Transcribe the records below exactly.

* Provided data
※

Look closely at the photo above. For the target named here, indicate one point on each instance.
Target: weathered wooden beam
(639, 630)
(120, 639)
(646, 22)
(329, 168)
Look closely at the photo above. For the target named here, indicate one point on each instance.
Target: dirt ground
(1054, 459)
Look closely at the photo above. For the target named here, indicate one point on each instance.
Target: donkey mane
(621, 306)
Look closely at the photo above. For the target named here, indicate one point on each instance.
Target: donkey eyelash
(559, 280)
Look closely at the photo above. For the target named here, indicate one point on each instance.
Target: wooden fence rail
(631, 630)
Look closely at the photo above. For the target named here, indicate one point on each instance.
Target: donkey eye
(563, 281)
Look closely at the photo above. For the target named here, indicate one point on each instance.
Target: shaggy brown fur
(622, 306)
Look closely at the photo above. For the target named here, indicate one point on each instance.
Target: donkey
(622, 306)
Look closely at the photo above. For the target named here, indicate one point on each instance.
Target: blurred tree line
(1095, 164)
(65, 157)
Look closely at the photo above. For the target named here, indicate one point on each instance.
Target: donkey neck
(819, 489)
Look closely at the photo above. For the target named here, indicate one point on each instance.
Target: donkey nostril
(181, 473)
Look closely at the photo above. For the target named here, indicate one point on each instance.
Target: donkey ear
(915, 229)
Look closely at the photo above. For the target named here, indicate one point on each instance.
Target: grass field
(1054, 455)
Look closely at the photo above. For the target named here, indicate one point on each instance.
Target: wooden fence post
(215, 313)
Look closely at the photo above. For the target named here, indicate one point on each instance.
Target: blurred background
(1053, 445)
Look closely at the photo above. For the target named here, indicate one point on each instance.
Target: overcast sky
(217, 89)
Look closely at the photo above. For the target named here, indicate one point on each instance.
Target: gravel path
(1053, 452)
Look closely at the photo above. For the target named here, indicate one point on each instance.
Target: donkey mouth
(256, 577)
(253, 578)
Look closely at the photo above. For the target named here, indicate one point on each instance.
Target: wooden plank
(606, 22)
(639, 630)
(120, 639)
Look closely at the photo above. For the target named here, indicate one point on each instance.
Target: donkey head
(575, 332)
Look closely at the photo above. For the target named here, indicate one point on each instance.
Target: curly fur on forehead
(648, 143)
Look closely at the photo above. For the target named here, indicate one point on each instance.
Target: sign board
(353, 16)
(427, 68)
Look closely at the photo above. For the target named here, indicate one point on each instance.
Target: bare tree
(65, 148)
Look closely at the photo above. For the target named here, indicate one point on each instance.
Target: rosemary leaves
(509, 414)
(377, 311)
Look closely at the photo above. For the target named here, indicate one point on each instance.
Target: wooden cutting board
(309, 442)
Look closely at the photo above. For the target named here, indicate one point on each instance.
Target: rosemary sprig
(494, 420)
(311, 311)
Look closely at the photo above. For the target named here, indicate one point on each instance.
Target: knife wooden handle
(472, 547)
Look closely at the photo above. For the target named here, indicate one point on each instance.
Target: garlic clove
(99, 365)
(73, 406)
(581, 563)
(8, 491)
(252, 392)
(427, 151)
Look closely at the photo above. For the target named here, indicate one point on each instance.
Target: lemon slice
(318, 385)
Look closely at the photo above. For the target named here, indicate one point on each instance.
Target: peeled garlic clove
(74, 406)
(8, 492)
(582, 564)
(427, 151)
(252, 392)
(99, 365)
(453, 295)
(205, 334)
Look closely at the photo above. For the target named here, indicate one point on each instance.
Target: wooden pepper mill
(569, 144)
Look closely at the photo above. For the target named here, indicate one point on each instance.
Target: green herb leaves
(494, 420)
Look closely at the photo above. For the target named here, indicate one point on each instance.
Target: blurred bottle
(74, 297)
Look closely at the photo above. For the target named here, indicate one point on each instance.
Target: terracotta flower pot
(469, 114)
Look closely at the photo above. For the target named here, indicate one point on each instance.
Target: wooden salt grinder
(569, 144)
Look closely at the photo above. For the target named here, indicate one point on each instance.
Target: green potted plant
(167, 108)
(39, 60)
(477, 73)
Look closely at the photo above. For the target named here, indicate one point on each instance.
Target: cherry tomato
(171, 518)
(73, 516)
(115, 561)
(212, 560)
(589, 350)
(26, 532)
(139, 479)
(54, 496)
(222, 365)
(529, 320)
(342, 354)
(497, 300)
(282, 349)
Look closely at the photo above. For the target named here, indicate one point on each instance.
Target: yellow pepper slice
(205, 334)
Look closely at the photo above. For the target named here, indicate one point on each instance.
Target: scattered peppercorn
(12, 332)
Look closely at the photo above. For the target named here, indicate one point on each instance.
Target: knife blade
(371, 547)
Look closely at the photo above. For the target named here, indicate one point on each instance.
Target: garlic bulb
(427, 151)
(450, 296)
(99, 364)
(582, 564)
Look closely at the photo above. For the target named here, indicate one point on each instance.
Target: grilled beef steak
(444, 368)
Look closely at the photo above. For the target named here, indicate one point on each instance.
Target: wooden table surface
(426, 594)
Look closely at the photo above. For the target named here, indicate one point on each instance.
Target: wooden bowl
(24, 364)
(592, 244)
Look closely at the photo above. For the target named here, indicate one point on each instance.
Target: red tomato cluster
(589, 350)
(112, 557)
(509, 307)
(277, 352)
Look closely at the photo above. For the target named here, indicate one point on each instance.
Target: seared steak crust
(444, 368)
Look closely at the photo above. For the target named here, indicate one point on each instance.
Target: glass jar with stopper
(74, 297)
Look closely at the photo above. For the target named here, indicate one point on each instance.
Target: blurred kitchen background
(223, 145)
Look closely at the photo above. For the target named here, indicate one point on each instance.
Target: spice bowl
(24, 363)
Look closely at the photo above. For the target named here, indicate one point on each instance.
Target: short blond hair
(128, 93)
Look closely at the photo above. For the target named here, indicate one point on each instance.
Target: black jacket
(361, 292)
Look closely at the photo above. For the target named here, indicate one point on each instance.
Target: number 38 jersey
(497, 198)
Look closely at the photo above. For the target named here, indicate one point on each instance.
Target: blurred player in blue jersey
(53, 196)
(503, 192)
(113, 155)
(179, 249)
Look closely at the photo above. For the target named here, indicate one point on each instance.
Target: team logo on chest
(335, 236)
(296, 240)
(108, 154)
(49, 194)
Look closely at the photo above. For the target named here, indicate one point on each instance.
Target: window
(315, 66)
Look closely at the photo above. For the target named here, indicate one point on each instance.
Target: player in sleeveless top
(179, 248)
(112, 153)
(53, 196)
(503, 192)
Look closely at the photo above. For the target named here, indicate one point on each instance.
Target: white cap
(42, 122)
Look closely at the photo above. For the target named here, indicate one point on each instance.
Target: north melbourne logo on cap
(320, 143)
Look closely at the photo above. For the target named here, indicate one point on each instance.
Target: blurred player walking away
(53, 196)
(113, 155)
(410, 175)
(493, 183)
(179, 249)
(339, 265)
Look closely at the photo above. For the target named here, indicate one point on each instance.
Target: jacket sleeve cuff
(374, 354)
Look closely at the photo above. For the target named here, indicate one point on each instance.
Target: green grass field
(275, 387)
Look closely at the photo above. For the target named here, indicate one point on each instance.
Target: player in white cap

※

* Answer for the task
Look closely at the photo above. For the target named here, indicate one point on each instance.
Target: weathered wooden beam
(639, 630)
(120, 639)
(646, 22)
(329, 168)
Look closely at the photo above. For the target named here, indicate one point on each instance.
Target: dirt ground
(1054, 459)
Look closely at the photo above. For the target named here, indicate one point on each instance.
Target: donkey mane
(621, 306)
Look closely at the photo above. For the target named here, indicate one point on each instance.
Target: donkey eyelash
(559, 280)
Look closely at the photo above. For the target named here, indicate one point on each instance.
Target: wooden fence rail
(631, 630)
Look closely at the photo above. For the target named here, indicate one point on each instance.
Target: donkey eye
(563, 281)
Look closely at the photo above. For the target named here, indicate one point on each instance.
Target: shaggy brown fur
(622, 306)
Look closely at the photo above. For the target named here, indicate one point on each instance.
Target: donkey
(622, 306)
Look closely at the photo above. For the target named here, indicate one point on each instance.
Target: blurred tree line
(1095, 164)
(65, 157)
Look closely at the photo above. For the target named here, indicate one point on each instance.
Target: donkey neck
(819, 489)
Look closely at the photo above. For the target named here, indicate one point on each instance.
Target: donkey nostril
(181, 473)
Look closely at the photo above. For the target named here, indicate one point on each instance.
Target: donkey ear
(915, 229)
Look closely at the photo above. For the target named here, indicate one point on each instance.
Target: grass field
(1054, 455)
Look closely at the photo above. For the target named here, indicate one point on each instance.
Target: wooden fence post
(215, 313)
Look closely at the photo above. For the target named here, indicate one point on each instance.
Target: blurred background
(1053, 445)
Look closely at the photo above. For the target named here, indicate one point on each instance.
Target: overcast sky
(217, 89)
Look closely at the photo above. For the target named here, indicate one point on each instance.
Target: gravel path
(1053, 452)
Look closely at the photo above. For the target named here, indicate one point on each instance.
Target: donkey mouth
(256, 577)
(253, 578)
Look closely at the photo above. For the target named here, indicate one point on each instance.
Target: wooden plank
(606, 22)
(639, 630)
(120, 639)
Look closely at the photo above. For the target named here, indicate one point on each instance.
Target: donkey head
(575, 332)
Look closely at the photo above. For the target named here, indicate one point on each instance.
Target: curly fur on forehead
(648, 143)
Look closely at the photo above. For the target named here, indicate one point on each instance.
Target: sign board
(353, 16)
(427, 68)
Look closely at the photo above. For the target named here, indicate one point on each instance.
Target: bare tree
(65, 148)
Look closely at the photo above. For the target named here, indicate one point on each instance.
Target: rosemary leaves
(509, 414)
(377, 311)
Look closely at the photo above. For the target named here, indicate one point on each instance.
Target: wooden cutting board
(309, 442)
Look closely at the photo above. For the target named here, indicate one point on each instance.
Target: rosemary sprig
(494, 420)
(311, 311)
Look closely at the photo above. For the target named here, indicate one point on each instance.
Target: knife wooden handle
(472, 547)
Look closely at the photo above. For the target named here, indicate one point on each instance.
Target: garlic clove
(99, 365)
(73, 406)
(581, 563)
(8, 491)
(252, 392)
(427, 151)
Look closely at the photo above. For the target named here, indicate one point on each instance.
Target: lemon slice
(318, 385)
Look closely at the photo above. For the target named here, indicate one point on each instance.
Target: peeled garlic clove
(74, 406)
(8, 492)
(582, 564)
(427, 151)
(252, 392)
(99, 365)
(453, 295)
(205, 334)
Look closely at the photo above. For the target named here, indicate one point on each instance.
Target: wooden pepper mill
(569, 144)
Look closely at the photo above. For the target named here, indicate one point on each instance.
Target: green herb leaves
(494, 420)
Look closely at the photo above. For the target named here, indicate one point on each instance.
Target: blurred bottle
(74, 297)
Look closely at the photo above. For the target named here, indicate one point on each instance.
Target: terracotta flower pot
(469, 114)
Look closely at the photo above. For the target named here, indicate one point on each instance.
Target: wooden salt grinder
(569, 144)
Look closely at the photo above. For the target named here, indicate one point on each instance.
Target: green potted plant
(167, 108)
(39, 60)
(477, 73)
Look closely at the photo above. For the target named here, indicate one point on each instance.
Target: cherry tomato
(171, 518)
(73, 516)
(115, 561)
(212, 560)
(589, 350)
(26, 532)
(139, 479)
(54, 496)
(222, 365)
(529, 320)
(342, 354)
(497, 300)
(282, 349)
Look closely at the photo above. For the target named here, indicate one point on each instance.
Target: yellow pepper slice
(205, 334)
Look closely at the photo above. For the target named here, indicate one point on each instance.
Target: scattered peppercorn
(12, 332)
Look closely at the photo above. For the target named here, indicate one point on each instance.
Target: knife blade
(371, 547)
Look closely at the photo above. For the target named here, indicate one point on each instance.
Target: garlic bulb
(427, 151)
(450, 296)
(99, 364)
(582, 564)
Look closely at the photo above. For the target named here, indicate one point on each instance.
Target: grilled beef steak
(444, 368)
Look closely at the photo above. For the target named here, indicate one point on each instance.
Target: wooden table surface
(426, 594)
Look closely at the photo above. For the target named here, indicate one point on each instance.
Target: wooden bowl
(24, 364)
(592, 244)
Look closely at the photo above. For the target named here, indicate one point on each instance.
Target: red tomato cluster
(589, 350)
(112, 557)
(509, 307)
(277, 352)
Look closely at the photo above. For the target named here, indicate one point on each instance.
Target: seared steak crust
(444, 368)
Look closely at the photo above. For the target named here, indicate one point on each instance.
Target: glass jar with stopper
(74, 297)
Look closely at the photo above. For the target named here, indicate one point on each instance.
Target: blurred kitchen background
(223, 145)
Look closely at the photo above. For the target named here, indicate one point on each instance.
Target: spice bowl
(24, 363)
Look closely at the photo above. For the target named here, indicate one point on each instance.
Target: short blond hair
(128, 93)
Look closely at the photo above. For the target named here, indicate one point on each instance.
Target: black jacket
(361, 292)
Look closely at the photo above. For the target named here, indicate one point on each instance.
Target: number 38 jersey
(497, 198)
Look closely at the photo above. For the target named here, indicate one point on each instance.
Target: blurred player in blue jersey
(53, 196)
(503, 192)
(113, 155)
(179, 249)
Look closely at the photo above. For the target named here, indicate one point on each instance.
Target: team logo on chest
(335, 236)
(296, 240)
(108, 154)
(49, 194)
Look closely at the photo above. For the target named here, indicate one point on each instance.
Target: window
(315, 66)
Look closely at the photo above. For the target named here, indicate one point on each instance.
Target: player in sleeveless top
(179, 248)
(112, 153)
(53, 196)
(503, 192)
Look closely at the photo above. For the target named here, indicate one point on each instance.
Target: white cap
(42, 122)
Look closely at the photo above. For the target named here, indicate one point on each instance.
Target: north melbourne logo on cap
(320, 143)
Look closely at the photo above. For the target named here, indicate one point on each instance.
Target: blurred player walking away
(53, 196)
(113, 155)
(410, 175)
(493, 183)
(179, 249)
(339, 265)
Look closely at the photo above. For the target named here, indicate one point on each instance.
Target: jacket sleeve cuff
(374, 354)
Look closely at the photo above. For the target named here, indicate one point on each instance.
Target: green grass field
(275, 387)
Look closely at the photo above. For the target named here, indicate one point on each instance.
Target: player in white cap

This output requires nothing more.